[Start PROVIDED DATA]
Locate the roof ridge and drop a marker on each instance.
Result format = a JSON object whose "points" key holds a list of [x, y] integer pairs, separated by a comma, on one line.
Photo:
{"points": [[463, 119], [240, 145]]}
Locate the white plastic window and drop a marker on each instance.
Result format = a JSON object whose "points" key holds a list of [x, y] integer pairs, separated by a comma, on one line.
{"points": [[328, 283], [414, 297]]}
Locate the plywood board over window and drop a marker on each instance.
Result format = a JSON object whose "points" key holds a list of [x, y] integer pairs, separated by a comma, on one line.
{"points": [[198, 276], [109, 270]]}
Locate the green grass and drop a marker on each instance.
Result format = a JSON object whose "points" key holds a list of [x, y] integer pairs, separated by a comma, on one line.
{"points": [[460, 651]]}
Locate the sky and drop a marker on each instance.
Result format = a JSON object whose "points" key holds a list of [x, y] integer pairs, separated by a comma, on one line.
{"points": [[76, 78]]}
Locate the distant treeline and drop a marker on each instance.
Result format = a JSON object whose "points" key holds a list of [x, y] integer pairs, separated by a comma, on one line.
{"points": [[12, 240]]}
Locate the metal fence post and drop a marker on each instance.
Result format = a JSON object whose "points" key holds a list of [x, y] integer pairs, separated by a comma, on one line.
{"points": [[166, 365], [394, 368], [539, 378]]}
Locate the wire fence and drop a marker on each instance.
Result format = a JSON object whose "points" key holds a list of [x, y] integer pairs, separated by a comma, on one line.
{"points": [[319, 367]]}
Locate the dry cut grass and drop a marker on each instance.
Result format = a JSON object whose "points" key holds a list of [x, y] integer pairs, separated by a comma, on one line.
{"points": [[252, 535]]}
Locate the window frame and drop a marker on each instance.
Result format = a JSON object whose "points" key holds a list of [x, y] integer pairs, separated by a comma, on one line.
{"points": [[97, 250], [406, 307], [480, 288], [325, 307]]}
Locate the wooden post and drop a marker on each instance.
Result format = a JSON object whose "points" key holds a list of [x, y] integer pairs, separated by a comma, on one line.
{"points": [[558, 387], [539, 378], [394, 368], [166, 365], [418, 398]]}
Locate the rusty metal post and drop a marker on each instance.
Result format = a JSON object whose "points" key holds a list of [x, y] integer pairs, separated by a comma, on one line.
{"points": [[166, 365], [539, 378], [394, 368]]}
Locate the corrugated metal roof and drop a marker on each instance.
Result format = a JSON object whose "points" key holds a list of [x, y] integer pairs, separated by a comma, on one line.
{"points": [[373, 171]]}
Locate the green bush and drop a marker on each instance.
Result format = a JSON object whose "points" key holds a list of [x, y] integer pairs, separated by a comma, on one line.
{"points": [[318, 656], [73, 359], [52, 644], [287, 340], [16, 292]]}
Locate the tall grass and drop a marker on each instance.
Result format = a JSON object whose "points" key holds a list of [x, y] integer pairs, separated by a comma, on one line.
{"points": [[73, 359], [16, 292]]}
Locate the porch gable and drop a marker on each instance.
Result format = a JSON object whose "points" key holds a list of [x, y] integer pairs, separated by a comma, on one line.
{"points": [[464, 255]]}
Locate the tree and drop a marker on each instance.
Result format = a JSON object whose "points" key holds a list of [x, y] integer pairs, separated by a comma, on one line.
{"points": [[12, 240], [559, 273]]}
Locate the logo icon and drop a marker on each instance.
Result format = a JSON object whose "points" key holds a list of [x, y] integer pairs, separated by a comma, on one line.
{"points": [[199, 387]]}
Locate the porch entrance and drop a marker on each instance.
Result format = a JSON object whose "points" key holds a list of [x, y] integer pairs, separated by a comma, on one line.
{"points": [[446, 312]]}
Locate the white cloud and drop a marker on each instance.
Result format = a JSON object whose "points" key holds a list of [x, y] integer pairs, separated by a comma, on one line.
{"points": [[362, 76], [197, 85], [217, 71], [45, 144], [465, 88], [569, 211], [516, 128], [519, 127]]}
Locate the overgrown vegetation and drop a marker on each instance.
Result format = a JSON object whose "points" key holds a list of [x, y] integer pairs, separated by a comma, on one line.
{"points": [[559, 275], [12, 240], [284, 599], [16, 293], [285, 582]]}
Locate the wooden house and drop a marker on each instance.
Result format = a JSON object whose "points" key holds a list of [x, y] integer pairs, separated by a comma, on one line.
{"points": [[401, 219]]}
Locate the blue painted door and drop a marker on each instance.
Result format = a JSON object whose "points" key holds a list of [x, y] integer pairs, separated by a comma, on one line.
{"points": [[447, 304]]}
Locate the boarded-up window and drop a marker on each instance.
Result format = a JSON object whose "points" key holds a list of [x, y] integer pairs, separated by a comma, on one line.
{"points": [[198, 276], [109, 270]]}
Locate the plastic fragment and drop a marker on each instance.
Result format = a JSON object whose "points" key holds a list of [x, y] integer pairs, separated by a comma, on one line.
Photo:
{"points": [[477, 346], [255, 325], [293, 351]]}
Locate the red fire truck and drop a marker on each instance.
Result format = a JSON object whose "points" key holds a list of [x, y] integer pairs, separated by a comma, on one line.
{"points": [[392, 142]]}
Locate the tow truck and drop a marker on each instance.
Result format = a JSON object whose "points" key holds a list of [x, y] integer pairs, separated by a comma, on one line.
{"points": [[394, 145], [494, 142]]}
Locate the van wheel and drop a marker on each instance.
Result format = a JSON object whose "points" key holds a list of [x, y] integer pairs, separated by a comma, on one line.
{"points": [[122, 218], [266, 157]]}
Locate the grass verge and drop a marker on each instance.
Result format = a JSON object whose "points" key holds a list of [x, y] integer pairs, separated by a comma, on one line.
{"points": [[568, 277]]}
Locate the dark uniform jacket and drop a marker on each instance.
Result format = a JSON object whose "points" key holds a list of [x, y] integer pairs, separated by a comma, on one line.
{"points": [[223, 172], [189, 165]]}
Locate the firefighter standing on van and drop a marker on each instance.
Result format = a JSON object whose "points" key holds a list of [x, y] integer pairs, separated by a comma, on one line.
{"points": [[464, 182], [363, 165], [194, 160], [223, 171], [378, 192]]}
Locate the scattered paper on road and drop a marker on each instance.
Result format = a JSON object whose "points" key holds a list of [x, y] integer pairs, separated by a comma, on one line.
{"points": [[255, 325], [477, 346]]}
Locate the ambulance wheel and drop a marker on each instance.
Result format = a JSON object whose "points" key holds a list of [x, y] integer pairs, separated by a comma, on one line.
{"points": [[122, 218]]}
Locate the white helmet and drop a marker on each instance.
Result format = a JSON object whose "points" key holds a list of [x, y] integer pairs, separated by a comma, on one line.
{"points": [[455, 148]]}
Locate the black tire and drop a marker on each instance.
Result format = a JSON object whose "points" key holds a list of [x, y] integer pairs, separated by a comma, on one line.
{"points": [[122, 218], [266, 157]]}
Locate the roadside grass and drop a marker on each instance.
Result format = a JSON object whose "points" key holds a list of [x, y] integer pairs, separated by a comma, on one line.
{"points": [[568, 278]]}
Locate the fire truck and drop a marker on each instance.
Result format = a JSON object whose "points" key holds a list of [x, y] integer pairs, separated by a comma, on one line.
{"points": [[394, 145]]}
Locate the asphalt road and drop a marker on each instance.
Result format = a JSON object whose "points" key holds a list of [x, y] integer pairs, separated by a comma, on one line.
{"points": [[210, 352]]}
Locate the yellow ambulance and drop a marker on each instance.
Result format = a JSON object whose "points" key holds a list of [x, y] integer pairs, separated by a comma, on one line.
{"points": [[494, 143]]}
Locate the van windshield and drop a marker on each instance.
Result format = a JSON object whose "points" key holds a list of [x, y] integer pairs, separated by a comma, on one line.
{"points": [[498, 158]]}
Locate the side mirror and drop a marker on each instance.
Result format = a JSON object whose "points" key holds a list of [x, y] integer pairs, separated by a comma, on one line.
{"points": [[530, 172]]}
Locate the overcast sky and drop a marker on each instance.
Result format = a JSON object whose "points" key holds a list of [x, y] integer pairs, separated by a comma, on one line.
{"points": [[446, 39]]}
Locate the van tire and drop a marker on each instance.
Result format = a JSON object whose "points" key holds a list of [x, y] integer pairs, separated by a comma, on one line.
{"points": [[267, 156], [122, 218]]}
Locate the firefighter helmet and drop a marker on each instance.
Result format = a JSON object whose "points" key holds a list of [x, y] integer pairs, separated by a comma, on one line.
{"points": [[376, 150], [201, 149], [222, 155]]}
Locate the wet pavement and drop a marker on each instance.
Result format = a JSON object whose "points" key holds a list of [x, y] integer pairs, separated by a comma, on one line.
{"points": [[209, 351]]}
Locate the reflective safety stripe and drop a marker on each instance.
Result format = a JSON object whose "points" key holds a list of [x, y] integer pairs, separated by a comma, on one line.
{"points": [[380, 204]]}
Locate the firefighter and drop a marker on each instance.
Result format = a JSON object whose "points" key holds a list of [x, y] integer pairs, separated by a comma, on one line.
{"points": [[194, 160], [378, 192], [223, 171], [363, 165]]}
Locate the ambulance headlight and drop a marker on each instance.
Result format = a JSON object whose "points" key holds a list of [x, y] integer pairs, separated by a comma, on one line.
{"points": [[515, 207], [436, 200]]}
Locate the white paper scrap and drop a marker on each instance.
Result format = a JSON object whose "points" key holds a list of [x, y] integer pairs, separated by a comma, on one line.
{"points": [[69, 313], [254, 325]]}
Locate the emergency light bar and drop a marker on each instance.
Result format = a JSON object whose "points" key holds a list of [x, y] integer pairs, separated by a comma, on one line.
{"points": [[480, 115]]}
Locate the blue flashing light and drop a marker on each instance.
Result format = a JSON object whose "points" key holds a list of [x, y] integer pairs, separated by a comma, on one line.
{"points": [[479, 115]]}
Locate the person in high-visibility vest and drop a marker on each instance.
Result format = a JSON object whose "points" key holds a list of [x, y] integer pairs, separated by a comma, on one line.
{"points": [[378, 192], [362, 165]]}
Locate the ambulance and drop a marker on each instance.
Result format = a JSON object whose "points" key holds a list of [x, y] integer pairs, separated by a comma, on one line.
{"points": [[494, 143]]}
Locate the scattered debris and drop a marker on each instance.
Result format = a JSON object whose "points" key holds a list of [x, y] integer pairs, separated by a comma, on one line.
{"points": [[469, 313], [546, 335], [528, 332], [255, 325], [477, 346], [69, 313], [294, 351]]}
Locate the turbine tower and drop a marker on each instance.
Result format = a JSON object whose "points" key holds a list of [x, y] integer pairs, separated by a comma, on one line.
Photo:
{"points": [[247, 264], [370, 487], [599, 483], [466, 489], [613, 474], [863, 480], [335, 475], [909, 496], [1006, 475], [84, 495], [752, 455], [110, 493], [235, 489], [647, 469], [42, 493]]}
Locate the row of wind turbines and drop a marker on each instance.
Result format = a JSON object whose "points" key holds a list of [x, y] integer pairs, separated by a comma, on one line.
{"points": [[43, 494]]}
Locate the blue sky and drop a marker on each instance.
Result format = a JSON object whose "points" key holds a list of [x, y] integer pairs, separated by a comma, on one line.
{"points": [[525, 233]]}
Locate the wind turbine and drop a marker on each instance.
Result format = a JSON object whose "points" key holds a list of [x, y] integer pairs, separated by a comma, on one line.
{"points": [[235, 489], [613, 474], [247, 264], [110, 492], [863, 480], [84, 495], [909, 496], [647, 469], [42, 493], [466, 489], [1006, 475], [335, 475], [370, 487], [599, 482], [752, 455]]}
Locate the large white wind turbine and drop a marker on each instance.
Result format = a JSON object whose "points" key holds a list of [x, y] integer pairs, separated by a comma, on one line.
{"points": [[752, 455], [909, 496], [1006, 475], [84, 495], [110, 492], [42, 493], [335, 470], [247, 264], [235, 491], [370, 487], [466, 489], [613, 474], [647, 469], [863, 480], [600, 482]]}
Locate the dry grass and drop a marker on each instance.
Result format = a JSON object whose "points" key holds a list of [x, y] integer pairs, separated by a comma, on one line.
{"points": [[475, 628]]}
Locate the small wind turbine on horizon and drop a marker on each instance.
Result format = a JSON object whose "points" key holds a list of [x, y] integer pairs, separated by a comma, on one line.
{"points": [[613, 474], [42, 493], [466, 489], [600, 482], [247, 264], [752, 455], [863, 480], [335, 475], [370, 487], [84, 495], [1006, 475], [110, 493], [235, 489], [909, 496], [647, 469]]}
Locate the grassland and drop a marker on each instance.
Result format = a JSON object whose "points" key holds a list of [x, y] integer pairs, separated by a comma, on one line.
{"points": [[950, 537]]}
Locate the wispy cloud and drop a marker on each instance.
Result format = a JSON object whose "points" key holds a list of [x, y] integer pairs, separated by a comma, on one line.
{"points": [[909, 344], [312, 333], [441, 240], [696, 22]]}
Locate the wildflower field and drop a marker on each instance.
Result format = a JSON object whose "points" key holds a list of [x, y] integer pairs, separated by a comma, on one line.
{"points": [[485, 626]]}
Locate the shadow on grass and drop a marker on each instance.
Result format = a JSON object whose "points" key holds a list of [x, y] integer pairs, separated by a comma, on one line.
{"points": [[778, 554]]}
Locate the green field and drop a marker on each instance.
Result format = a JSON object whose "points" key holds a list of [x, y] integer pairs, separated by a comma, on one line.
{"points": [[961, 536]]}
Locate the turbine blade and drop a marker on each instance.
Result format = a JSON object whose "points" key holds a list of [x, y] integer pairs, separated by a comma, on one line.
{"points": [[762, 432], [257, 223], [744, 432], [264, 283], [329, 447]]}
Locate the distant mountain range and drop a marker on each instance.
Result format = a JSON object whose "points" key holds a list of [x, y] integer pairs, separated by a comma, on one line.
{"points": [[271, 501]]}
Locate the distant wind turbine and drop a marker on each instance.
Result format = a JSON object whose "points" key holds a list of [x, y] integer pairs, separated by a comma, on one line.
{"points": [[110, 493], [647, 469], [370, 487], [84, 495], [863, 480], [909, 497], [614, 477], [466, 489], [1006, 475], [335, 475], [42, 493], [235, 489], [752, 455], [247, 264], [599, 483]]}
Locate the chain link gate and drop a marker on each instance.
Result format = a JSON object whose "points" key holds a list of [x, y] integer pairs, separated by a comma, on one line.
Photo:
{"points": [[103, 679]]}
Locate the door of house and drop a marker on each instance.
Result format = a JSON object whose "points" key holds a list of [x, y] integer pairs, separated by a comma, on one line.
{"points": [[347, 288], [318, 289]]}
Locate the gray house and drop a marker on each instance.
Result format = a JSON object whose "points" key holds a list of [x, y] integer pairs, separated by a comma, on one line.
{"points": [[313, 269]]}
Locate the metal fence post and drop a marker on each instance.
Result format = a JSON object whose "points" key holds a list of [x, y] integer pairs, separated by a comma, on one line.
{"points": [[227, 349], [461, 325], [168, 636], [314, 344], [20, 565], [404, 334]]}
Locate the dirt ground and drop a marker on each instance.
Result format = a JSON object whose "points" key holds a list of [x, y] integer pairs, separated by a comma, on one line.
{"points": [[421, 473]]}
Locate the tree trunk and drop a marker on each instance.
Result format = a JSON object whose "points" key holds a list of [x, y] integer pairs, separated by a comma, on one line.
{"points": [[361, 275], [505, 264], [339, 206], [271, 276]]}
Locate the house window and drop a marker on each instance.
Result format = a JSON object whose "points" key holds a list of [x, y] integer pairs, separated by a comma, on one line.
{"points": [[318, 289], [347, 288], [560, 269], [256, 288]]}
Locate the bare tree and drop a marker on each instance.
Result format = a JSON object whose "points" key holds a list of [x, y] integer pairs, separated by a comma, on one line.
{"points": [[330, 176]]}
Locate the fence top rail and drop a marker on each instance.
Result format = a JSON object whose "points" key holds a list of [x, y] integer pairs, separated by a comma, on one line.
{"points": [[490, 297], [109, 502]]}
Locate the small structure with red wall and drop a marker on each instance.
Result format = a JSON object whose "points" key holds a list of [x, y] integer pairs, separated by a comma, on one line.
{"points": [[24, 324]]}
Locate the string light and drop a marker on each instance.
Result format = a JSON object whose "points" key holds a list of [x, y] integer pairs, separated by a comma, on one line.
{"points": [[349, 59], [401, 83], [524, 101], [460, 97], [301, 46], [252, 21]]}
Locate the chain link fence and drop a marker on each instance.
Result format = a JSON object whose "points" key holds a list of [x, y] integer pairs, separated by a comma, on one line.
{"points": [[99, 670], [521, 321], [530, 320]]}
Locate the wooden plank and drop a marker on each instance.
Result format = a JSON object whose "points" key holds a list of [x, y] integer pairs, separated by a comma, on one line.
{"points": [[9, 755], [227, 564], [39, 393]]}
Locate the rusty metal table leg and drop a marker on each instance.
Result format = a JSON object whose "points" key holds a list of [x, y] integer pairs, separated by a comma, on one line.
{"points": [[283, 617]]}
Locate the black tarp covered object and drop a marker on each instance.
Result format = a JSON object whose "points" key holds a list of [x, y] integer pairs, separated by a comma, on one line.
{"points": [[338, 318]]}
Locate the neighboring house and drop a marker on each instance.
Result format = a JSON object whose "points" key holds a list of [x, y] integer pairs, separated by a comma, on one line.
[End PROVIDED DATA]
### STATED EXERCISE
Beginning at the line that holds "Locate the chain link fence", write out word for word each line through the end of the records.

### ANSWER TO THE TASK
Locate the chain link fence and drop a marker on each instance.
Result format = a JSON object whose "points" key holds a list of [x, y] integer pairs, separated by a comma, on one line.
{"points": [[99, 670], [521, 321], [530, 320]]}
Locate the wooden plank and drop a marker on each instance.
Result format = a JSON object whose "points" key holds a list of [x, y] integer pairs, separated by a comma, on one line.
{"points": [[9, 755], [227, 564], [39, 393]]}
Locate the rusty metal table leg and drop a marker on each instance.
Result format = a JSON object whose "points" key holds a list of [x, y] integer pairs, separated by a comma, on one line.
{"points": [[283, 617]]}
Locate the black tarp covered object and drop a marker on each instance.
Result format = a JSON object whose "points" key holds a list of [x, y] integer pairs, separated by a comma, on one line.
{"points": [[338, 318]]}
Locate the neighboring house and drop a marker on each instance.
Result format = a JSON object whose "points" key holds a list of [x, y] integer pairs, separated by a comma, on one line.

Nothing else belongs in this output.